WORK TASK
Starting with the line that contains "Task description. The", copy out each line through the end of the entries below, exactly as written, and nothing else.

DATA FOR THIS TASK Block Start

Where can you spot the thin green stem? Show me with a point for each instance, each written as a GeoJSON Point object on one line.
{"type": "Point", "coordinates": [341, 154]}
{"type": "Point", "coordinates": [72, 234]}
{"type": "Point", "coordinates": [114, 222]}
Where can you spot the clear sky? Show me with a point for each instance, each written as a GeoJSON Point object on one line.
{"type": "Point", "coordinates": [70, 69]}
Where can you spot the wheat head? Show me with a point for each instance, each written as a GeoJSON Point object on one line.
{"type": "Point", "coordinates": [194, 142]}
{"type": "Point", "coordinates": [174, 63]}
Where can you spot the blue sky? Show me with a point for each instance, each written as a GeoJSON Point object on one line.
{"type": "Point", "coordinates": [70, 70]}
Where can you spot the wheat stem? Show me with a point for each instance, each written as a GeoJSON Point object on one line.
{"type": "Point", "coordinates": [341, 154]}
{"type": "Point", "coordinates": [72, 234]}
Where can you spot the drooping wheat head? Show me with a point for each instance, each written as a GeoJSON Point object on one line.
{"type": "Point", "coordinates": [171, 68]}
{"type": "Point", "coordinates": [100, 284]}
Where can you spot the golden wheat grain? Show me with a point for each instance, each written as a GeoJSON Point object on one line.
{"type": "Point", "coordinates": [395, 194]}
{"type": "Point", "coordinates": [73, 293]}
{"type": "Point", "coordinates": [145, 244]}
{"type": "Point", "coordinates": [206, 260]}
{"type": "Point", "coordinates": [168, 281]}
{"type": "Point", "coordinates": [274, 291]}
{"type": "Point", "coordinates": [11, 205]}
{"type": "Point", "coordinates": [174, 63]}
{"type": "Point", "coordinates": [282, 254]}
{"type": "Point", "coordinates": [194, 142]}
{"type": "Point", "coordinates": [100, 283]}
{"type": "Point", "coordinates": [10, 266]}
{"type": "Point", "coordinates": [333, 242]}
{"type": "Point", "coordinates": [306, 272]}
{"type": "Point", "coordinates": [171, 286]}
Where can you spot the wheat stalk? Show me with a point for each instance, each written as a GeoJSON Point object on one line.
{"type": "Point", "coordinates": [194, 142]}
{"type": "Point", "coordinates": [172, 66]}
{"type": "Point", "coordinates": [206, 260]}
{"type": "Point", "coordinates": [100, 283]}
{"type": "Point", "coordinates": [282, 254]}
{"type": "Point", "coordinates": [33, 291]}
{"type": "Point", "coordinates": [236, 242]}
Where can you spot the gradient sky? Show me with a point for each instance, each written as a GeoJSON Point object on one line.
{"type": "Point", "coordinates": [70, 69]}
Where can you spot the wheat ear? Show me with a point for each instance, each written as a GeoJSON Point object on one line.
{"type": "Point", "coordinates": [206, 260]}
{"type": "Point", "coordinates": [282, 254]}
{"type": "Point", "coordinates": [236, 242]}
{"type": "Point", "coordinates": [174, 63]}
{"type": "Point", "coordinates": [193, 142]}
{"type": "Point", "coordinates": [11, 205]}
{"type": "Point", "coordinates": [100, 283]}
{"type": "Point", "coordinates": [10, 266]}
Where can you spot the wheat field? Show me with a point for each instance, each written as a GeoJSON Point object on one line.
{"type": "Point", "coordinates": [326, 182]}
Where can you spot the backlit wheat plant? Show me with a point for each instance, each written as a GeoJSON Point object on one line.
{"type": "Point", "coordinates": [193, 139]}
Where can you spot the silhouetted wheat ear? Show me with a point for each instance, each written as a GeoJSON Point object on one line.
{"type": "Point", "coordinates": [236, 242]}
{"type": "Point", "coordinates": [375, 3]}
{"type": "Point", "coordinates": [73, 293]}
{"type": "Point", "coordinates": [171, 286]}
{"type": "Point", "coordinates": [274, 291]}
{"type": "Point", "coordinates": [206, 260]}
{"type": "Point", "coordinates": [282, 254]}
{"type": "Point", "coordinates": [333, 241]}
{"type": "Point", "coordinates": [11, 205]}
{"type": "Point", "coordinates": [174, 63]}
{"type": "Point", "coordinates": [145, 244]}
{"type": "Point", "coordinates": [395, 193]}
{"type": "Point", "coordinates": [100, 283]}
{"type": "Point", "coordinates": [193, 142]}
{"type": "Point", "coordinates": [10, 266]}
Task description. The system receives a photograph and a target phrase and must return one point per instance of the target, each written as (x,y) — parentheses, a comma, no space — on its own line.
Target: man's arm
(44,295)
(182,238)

DATA FOR THIS TASK Block End

EXERCISE OUTPUT
Task description. The system receives a photograph and a target phrase and must return one point per instance of the target, each written as (x,y) — parentheses, a comma, no space — on its own line.
Target: man's arm
(44,295)
(182,238)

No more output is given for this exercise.